» **Work instructions**
Copy every item below word for word, keeping each line as it appears.

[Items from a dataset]

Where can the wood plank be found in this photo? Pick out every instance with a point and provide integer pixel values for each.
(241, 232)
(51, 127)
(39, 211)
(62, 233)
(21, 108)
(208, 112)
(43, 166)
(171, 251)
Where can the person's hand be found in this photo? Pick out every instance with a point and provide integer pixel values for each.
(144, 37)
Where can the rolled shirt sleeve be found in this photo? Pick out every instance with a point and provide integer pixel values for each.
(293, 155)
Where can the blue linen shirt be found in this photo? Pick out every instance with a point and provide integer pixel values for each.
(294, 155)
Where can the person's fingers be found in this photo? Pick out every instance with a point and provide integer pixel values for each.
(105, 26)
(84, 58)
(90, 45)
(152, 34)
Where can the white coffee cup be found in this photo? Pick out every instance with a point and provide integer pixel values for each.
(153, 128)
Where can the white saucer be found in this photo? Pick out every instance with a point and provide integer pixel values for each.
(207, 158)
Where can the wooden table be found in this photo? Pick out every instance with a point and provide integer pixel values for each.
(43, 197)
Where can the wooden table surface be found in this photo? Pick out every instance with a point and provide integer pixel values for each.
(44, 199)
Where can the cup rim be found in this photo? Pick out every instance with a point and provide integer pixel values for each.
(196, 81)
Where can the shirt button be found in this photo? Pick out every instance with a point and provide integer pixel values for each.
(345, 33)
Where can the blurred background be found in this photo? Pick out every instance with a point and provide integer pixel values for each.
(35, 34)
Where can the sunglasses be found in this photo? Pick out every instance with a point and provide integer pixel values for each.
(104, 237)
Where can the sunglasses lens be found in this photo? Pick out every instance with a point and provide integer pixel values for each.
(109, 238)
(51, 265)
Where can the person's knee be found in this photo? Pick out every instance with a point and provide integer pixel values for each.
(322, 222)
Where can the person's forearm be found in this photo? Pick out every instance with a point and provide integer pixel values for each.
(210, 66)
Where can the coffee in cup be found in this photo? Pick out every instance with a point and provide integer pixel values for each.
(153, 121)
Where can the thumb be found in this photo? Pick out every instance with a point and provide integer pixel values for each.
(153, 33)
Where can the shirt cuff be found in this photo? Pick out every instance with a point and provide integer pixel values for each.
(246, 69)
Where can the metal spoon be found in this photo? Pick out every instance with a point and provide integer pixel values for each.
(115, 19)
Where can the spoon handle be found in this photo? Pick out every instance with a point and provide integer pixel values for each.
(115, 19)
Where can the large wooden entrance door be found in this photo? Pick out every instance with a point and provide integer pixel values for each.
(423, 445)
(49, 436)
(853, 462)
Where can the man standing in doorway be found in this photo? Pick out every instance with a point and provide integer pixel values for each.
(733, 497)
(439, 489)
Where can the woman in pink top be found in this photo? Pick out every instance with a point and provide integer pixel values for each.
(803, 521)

» **Reply to the task**
Where can the wood plank be found in this photo? Pick out every instance with a point and provide integer pixel values for each.
(241, 232)
(51, 127)
(39, 211)
(62, 233)
(21, 108)
(208, 112)
(43, 166)
(171, 251)
Where can the person's hand be found in this photo? Pick out every instance with a point and provide integer pixel values for each.
(144, 37)
Where can the rolled shirt sleeve be found in this photo? Pick out every instance with a point and provide integer pixel values for each.
(293, 155)
Where can the blue linen shirt be found in this photo? Pick out every instance with a point and provide integer pixel values for each.
(294, 155)
Where can the person's fingers be found in this photo? Pick out every instance with a point and provide integer pixel values for each.
(105, 26)
(84, 58)
(90, 45)
(152, 34)
Where can the white coffee cup be found in this photo? Pick out every instance with a point and provide integer pixel values for each.
(153, 128)
Where can the white saucer be found in this photo? Pick out every instance with a point and provide integer pixel values for each.
(207, 158)
Where can the wooden table be found in this photo? Pick out every instance with a point and provide integer pixel values for each.
(43, 197)
Where can the wooden table surface be found in this photo? Pick out every instance with a point and provide integer pixel values for each.
(44, 199)
Where can the cup rim be found in this photo? Pick out every instance with a point and provide integer pixel values for each.
(196, 81)
Where can the shirt button be found in this photo? Pick out every instance with a point and provide integer pixel values for each.
(345, 33)
Where can the blurred background be found in this photo? Pick out every instance with a point and provide integer pixel values for each.
(35, 34)
Where can the sunglasses be found in this photo? Pick out every instance with a point and provide integer pixel values for each.
(104, 237)
Where can the sunglasses lens be found in this photo? Pick out every instance with a point and provide integer pixel values for each.
(109, 238)
(51, 265)
Where can the person's knee be found in this photo? Pick out every instance with a point and provide integer pixel values for each.
(322, 222)
Where can the person's forearm be found in this photo? Pick out every instance with a point and provide integer pixel values for each.
(210, 66)
Where can the coffee in cup be found in this photo? Pick out every instance with a point and provide integer pixel values for each.
(153, 121)
Where can the thumb be found in this photo? Pick out every instance with a point and provide integer pixel values for each.
(153, 33)
Where can the shirt cuff be found in this photo? Pick out every instance with a point and provide integer pixel values for each.
(246, 69)
Where can the metal spoon be found in this photo? Pick out every instance with a point and provide integer pixel values for each.
(115, 19)
Where can the spoon handle be found in this photo? Pick out every instance with a point and provide integer pixel values for each.
(115, 19)
Where can the large wooden entrance door be found in this photo? Pick out every instance with a point and provide integer pixel values for each.
(423, 445)
(49, 436)
(853, 462)
Where can the man standing in doorway be found in this photo? Pick out every instance with a point and provide integer pixel values for each.
(733, 497)
(439, 489)
Where can the woman in pink top be found in this photo? Pick out every instance with a point and provide integer pixel values for each.
(803, 521)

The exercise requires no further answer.